#### STATED EXERCISE
Please reproduce only the records starting at the line that contains "The service MUST place a point on the white window" and ending at the end of the records, requests included. Scale every coordinate in the answers by 2.3 and round each result to a whole number, with halves rounding up.

#### Records excerpted from a collection
++++
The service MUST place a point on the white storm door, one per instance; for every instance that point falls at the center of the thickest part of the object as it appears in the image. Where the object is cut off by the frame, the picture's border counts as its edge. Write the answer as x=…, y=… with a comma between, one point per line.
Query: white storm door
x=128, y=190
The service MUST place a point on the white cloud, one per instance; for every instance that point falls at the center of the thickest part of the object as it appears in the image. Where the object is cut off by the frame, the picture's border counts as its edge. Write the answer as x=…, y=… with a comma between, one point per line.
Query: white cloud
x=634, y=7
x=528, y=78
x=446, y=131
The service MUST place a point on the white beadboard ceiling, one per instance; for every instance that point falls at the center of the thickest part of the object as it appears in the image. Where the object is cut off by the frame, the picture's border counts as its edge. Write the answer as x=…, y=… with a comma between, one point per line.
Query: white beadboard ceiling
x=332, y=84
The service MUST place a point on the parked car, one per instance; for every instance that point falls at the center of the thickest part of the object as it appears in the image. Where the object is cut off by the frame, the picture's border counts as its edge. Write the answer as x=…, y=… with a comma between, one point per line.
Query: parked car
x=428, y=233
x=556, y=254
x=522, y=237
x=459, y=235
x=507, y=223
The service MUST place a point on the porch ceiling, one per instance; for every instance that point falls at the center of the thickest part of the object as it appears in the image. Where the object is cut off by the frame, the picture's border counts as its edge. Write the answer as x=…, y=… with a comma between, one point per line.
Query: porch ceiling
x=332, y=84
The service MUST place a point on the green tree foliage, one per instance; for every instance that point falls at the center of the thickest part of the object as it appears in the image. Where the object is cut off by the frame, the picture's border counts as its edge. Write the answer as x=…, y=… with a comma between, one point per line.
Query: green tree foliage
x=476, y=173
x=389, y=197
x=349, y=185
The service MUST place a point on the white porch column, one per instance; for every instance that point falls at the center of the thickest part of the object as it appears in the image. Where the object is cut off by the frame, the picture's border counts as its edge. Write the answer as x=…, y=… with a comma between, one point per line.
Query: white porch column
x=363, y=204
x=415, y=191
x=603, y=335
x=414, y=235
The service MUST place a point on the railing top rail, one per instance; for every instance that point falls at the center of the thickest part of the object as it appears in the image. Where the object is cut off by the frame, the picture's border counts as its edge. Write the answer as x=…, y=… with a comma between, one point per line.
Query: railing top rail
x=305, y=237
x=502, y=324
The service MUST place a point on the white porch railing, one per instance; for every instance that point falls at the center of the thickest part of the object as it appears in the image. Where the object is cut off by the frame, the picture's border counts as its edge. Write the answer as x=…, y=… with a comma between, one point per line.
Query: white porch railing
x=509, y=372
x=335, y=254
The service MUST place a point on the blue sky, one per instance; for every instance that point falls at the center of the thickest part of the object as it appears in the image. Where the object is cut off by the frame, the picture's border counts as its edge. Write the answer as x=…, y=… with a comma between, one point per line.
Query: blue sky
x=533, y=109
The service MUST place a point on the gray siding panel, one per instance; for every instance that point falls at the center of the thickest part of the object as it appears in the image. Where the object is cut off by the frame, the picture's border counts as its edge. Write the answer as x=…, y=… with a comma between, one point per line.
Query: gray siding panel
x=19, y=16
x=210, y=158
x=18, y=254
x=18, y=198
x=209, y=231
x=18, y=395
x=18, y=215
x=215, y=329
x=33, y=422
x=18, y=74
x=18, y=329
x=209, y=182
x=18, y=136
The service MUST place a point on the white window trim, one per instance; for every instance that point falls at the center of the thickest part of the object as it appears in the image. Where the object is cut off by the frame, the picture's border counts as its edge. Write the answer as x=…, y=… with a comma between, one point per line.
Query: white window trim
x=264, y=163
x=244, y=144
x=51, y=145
++++
#### RESULT OF THE TASK
The service MUST place a point on the white window trim, one per instance; for every instance that point falls at the center of the thickest part of the object as it appears in the image. Where the object is cut off by the frame, the picture's border counts as its edge. Write the answer as x=…, y=… with a comma between, one point per line.
Query: white window trim
x=607, y=375
x=561, y=331
x=117, y=334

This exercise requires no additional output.